# Estratto della fonte:
Cass. pen. Sez. V, Sent., (ud. 18-04-2011) 24-06-2011, n. 25457

Sentenza scelta dal dott. Domenico Cirasole direttore del sito giuridico http://www.gadit.it/

Svolgimento del processo – Motivi della decisione

Propongono ricorso per cassazione A.E.R. e A. G.G. avverso la sentenza della Corte di appello di Caltanissetta in data 23 marzo 2010 con la quale – a parte il riconoscimento del condono al solo A.G. – è stata confermata la sentenza di primo grado, affermativa della loro responsabilità in ordine al reato di minacce gravi commesse, con l’uso di un bastone, ai danni di C.S. nel (OMISSIS).

Deducono:

1) La violazione degli artt. 612 e 339 c.p..

La Corte avrebbe dovuto riconoscere la insussistenza della aggravante contestata atteso che non tutti i bastoni possono essere ritenuti armi improprie.

Ne doveva conseguire il proscioglimento dalla fattispecie semplice, per mancanza di querela ovvero, attese le dichiarazioni della persona offesa a verbale, in ipotesi tali da integrare la condizione di procedibilità, la applicazione della sanzione della sola multa;

2) La violazione di legge in relazione alle statuizioni civili.

In merito alla quantificazione del danno morale nella somma di Euro 1000 complessivamente, il giudice di primo grado non aveva speso alcuna argomentazione. Tale vizio, eccepito dinanzi alla Corte d’appello, avrebbe dovuto da questa essere rilevato, con conseguente declaratoria della relativa nullità, e non emendato con una motivazione integratrice;

3) La stessa violazione di legge con riferimento alla condanna di A.G. al pagamento delle spese sostenute nel grado di appello dalla parte civile. Già il giudice di primo grado aveva evidenziato in sentenza che la costituzione di parte civile non aveva riguardato la posizione di A.G. – temporaneamente, all’epoca, separata.

Il giudice dell’appello, includendo anche il graziano tra i soggetti soccombenti ai fini delle statuizioni civili, aveva dunque operato una reformatio in pejus non giustificata;

4)la violazione degli artt. 75 e 541 c.p.p. e nonchè del D.P.R. n. 115 del 2002, art. 110.

Righe del dataset sulla posizione degli oggetti
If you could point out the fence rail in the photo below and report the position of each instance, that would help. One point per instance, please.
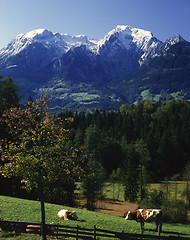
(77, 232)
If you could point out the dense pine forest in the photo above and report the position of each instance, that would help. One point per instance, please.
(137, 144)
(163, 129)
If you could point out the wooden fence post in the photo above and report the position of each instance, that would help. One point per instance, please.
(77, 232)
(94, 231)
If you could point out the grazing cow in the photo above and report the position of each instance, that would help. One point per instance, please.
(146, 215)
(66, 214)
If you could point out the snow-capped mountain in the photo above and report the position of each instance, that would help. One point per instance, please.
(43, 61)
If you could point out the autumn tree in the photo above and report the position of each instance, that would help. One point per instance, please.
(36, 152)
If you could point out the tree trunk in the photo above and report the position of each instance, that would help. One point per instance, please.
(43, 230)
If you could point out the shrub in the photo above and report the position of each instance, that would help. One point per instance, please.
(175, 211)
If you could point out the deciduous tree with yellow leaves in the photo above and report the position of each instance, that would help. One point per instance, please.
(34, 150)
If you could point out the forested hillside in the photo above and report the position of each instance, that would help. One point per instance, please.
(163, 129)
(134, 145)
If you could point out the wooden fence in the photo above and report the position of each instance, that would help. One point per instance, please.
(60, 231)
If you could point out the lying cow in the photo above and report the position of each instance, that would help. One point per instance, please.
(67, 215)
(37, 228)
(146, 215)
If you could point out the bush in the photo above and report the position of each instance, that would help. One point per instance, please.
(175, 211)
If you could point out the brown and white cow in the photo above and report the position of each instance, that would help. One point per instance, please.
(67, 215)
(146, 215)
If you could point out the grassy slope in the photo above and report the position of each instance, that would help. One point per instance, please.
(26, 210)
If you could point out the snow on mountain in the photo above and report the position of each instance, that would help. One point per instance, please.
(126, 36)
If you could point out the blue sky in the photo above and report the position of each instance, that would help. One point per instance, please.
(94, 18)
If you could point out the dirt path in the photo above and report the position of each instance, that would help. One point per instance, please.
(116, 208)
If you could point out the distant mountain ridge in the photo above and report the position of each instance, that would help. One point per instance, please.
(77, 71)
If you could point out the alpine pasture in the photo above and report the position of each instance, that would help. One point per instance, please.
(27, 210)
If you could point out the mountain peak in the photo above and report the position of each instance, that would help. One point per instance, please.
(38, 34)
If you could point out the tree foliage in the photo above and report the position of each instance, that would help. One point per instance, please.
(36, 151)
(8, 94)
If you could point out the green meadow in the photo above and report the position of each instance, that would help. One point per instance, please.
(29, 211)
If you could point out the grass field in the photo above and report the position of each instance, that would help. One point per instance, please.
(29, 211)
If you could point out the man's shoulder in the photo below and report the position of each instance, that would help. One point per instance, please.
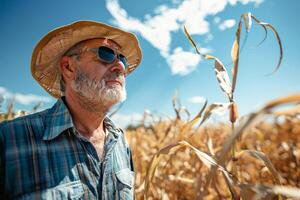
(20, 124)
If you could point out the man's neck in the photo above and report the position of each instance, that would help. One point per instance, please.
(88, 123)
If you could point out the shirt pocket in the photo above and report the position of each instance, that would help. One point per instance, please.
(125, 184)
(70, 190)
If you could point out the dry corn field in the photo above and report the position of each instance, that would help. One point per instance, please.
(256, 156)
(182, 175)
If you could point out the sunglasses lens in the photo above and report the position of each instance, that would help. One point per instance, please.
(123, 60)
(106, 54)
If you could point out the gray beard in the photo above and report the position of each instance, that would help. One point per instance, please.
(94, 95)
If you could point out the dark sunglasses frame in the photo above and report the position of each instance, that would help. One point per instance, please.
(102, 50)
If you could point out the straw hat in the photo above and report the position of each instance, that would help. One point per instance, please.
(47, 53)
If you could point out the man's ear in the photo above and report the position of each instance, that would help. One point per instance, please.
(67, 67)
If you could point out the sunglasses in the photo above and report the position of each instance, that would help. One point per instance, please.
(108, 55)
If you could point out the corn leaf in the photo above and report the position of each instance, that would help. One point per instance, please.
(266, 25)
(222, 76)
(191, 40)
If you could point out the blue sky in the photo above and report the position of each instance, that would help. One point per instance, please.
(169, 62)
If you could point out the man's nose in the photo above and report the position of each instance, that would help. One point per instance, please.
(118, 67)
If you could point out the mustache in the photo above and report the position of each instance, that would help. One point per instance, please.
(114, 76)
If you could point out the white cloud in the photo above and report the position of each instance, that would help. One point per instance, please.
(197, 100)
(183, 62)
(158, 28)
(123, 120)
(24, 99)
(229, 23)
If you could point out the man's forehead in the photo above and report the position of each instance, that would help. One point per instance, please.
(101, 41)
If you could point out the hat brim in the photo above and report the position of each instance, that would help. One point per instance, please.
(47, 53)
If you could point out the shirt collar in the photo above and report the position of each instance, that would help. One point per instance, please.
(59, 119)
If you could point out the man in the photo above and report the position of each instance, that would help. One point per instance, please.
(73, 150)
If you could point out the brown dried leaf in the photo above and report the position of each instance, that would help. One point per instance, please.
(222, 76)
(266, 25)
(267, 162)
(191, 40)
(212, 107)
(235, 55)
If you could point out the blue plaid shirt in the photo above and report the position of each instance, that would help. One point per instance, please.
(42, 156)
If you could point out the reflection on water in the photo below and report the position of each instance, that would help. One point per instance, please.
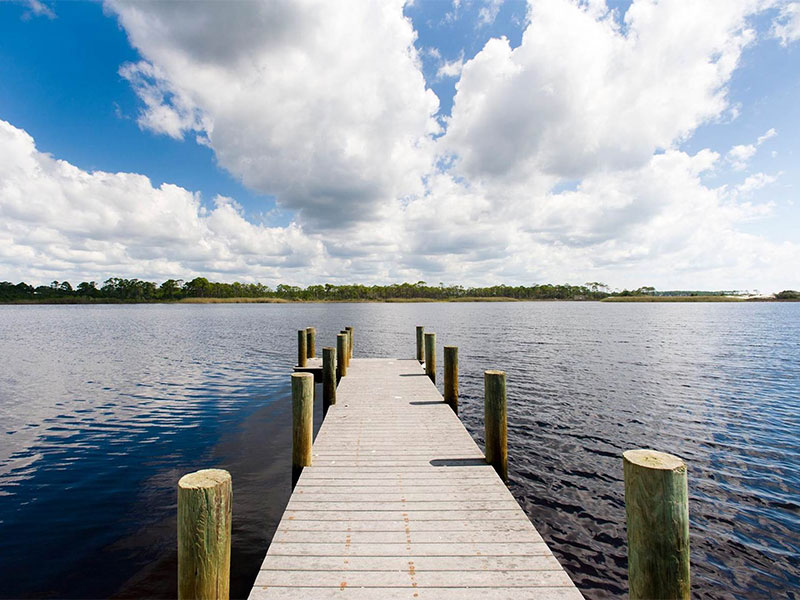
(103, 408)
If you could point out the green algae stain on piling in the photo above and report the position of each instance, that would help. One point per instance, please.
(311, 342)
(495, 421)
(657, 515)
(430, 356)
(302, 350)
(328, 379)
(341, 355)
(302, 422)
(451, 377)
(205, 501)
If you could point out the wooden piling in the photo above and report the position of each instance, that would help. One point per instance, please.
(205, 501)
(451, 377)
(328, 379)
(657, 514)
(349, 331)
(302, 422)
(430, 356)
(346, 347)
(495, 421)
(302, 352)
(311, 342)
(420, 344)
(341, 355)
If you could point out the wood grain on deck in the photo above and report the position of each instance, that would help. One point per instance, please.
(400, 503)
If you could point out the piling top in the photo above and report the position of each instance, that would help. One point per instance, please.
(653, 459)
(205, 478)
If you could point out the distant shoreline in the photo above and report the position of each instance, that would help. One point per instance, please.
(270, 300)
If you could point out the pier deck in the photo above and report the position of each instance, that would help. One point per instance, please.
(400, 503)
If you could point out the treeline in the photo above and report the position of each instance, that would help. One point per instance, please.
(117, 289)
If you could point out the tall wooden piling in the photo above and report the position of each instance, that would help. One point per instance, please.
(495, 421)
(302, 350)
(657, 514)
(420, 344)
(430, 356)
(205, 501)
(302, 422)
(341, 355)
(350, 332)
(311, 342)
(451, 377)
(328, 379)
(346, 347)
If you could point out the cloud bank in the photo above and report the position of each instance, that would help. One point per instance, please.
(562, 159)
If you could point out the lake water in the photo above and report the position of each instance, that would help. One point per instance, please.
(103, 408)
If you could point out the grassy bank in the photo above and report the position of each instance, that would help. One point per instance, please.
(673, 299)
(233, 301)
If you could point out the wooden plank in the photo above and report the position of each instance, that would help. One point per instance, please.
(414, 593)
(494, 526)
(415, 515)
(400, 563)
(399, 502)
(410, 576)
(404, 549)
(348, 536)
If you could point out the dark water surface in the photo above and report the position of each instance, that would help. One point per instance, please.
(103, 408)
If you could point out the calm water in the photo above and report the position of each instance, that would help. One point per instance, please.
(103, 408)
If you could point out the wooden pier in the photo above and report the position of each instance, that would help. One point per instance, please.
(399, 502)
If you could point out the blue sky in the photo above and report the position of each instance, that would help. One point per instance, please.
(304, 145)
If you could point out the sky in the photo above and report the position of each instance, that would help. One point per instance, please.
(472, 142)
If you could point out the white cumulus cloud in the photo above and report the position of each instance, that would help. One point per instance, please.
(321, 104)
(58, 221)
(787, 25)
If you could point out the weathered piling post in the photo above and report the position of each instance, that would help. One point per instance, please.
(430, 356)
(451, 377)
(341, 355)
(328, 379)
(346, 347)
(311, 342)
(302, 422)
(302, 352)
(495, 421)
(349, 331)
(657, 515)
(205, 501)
...
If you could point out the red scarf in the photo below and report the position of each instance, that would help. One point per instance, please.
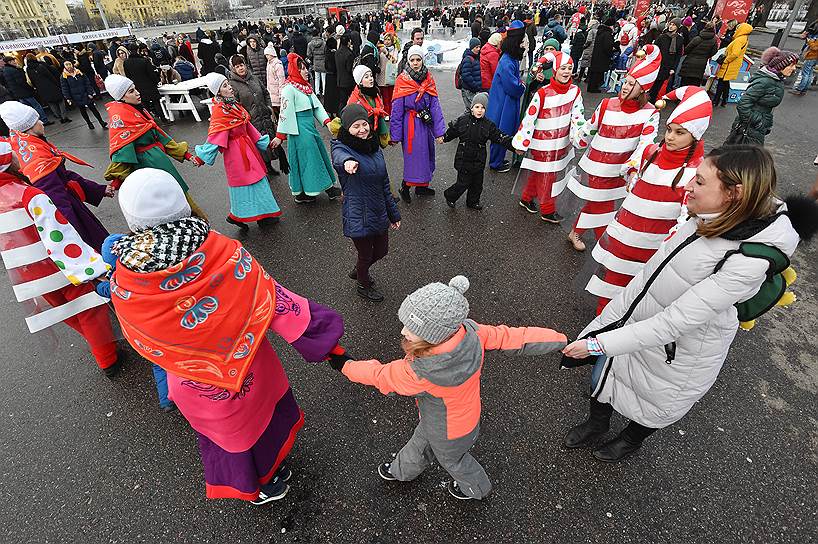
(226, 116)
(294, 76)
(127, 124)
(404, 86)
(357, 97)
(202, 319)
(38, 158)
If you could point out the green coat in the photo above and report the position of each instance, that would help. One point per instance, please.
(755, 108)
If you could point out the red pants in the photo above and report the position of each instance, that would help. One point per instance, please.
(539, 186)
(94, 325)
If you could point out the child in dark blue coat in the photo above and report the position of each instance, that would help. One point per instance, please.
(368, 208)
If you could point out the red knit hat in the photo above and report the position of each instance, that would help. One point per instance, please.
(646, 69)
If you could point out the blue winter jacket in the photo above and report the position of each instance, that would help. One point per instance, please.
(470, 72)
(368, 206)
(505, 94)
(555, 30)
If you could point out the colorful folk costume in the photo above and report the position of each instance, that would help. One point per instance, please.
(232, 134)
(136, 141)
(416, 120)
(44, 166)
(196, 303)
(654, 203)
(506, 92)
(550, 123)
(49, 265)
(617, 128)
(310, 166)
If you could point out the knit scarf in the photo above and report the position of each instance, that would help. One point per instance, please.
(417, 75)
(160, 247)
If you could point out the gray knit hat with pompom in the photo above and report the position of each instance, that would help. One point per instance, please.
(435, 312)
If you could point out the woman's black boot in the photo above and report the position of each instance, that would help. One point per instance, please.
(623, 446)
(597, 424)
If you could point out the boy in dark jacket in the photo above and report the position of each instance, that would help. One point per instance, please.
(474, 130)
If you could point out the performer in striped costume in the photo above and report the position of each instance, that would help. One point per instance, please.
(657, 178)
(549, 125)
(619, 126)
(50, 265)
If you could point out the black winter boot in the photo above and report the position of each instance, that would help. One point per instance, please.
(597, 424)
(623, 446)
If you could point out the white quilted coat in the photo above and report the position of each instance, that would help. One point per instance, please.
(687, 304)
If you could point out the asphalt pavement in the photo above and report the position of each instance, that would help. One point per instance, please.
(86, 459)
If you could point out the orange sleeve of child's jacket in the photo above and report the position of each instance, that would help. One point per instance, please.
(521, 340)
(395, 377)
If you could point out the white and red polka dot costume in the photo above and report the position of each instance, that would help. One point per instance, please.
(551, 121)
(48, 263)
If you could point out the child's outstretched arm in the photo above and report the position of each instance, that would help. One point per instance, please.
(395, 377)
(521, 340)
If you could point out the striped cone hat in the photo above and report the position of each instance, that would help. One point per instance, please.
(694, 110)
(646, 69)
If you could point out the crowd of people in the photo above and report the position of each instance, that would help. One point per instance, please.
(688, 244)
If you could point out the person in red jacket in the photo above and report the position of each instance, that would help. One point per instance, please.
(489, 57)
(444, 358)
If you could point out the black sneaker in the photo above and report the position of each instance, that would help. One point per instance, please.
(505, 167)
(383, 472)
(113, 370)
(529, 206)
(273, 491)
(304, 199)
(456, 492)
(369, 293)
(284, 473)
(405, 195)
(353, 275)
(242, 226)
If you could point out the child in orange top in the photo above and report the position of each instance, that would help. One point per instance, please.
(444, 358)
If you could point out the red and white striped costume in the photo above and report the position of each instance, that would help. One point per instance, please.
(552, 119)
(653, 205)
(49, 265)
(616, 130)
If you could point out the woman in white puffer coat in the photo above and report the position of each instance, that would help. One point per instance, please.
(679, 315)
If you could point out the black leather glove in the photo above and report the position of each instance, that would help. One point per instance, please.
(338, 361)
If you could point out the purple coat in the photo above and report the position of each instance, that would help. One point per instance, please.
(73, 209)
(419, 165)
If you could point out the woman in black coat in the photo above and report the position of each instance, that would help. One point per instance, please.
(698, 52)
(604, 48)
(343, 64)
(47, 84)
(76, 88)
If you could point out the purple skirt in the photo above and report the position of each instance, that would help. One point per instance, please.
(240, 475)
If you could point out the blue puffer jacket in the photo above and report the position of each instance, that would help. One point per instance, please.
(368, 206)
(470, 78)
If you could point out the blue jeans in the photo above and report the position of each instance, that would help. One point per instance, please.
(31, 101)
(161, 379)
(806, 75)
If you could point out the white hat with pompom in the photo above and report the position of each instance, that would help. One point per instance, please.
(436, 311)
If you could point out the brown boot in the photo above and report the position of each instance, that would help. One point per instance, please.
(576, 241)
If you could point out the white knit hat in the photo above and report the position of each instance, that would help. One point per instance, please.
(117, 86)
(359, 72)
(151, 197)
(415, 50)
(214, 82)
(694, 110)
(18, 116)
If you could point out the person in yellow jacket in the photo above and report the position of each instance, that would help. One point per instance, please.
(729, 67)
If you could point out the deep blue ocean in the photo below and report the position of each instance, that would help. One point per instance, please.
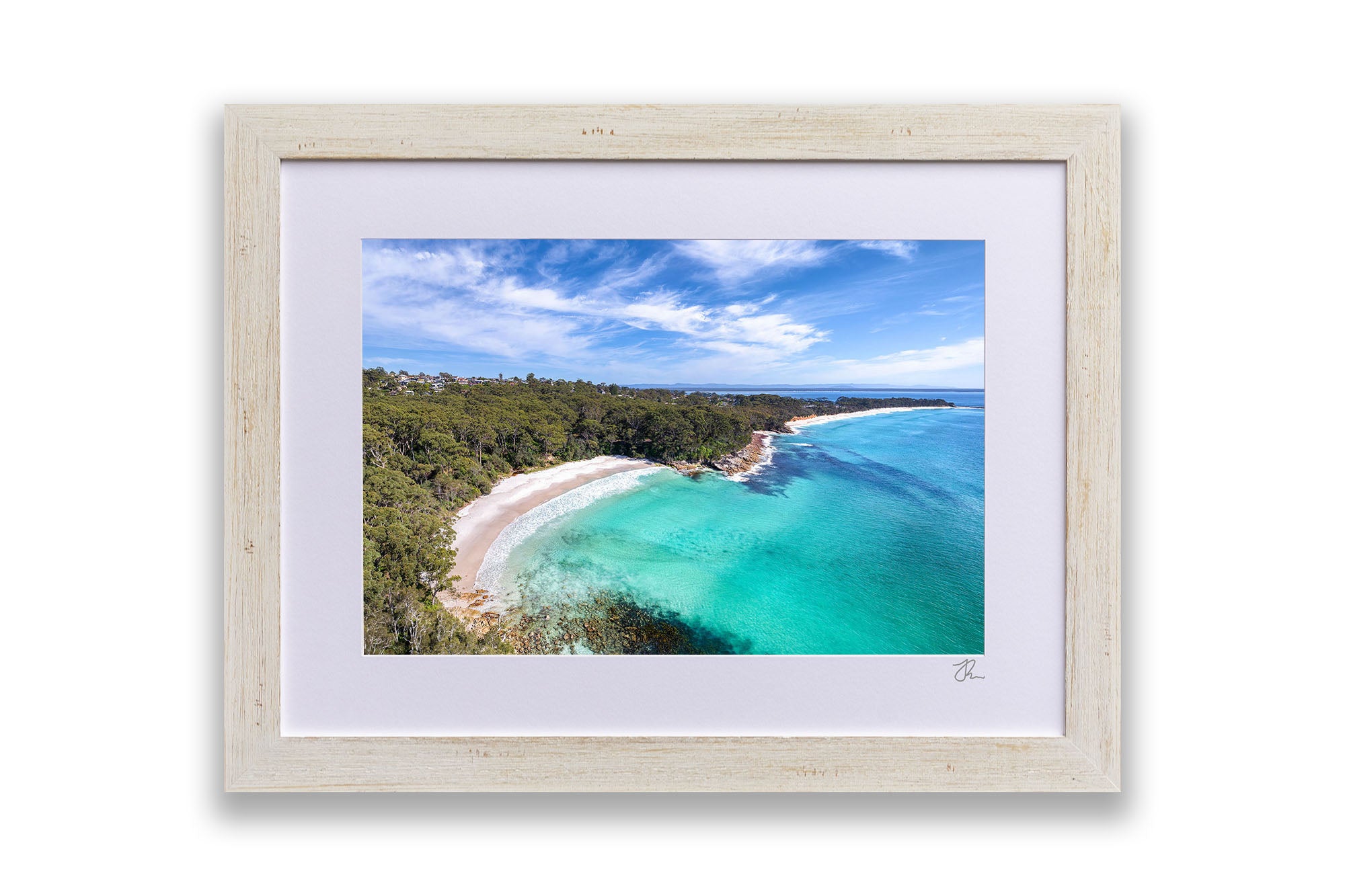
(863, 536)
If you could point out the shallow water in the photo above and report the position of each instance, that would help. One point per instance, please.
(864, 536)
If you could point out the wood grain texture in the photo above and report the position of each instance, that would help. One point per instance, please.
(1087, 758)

# Cosa fare:
Riproduci per intero la sentenza della Cassazione, senza cambiare nulla.

# Il risultato:
Cass. pen. Sez. V, Sent., (ud. 18-04-2011) 24-06-2011, n. 25457

Sentenza scelta dal dott. Domenico Cirasole direttore del sito giuridico http://www.gadit.it/

Svolgimento del processo – Motivi della decisione

Propongono ricorso per cassazione A.E.R. e A. G.G. avverso la sentenza della Corte di appello di Caltanissetta in data 23 marzo 2010 con la quale – a parte il riconoscimento del condono al solo A.G. – è stata confermata la sentenza di primo grado, affermativa della loro responsabilità in ordine al reato di minacce gravi commesse, con l’uso di un bastone, ai danni di C.S. nel (OMISSIS).

Deducono:

1) La violazione degli artt. 612 e 339 c.p..

La Corte avrebbe dovuto riconoscere la insussistenza della aggravante contestata atteso che non tutti i bastoni possono essere ritenuti armi improprie.

Ne doveva conseguire il proscioglimento dalla fattispecie semplice, per mancanza di querela ovvero, attese le dichiarazioni della persona offesa a verbale, in ipotesi tali da integrare la condizione di procedibilità, la applicazione della sanzione della sola multa;

2) La violazione di legge in relazione alle statuizioni civili.

In merito alla quantificazione del danno morale nella somma di Euro 1000 complessivamente, il giudice di primo grado non aveva speso alcuna argomentazione. Tale vizio, eccepito dinanzi alla Corte d’appello, avrebbe dovuto da questa essere rilevato, con conseguente declaratoria della relativa nullità, e non emendato con una motivazione integratrice;

3) La stessa violazione di legge con riferimento alla condanna di A.G. al pagamento delle spese sostenute nel grado di appello dalla parte civile. Già il giudice di primo grado aveva evidenziato in sentenza che la costituzione di parte civile non aveva riguardato la posizione di A.G. – temporaneamente, all’epoca, separata.

Il giudice dell’appello, includendo anche il graziano tra i soggetti soccombenti ai fini delle statuizioni civili, aveva dunque operato una reformatio in pejus non giustificata;

4)la violazione degli artt. 75 e 541 c.p.p. e nonchè del D.P.R. n. 115 del 2002, art. 110.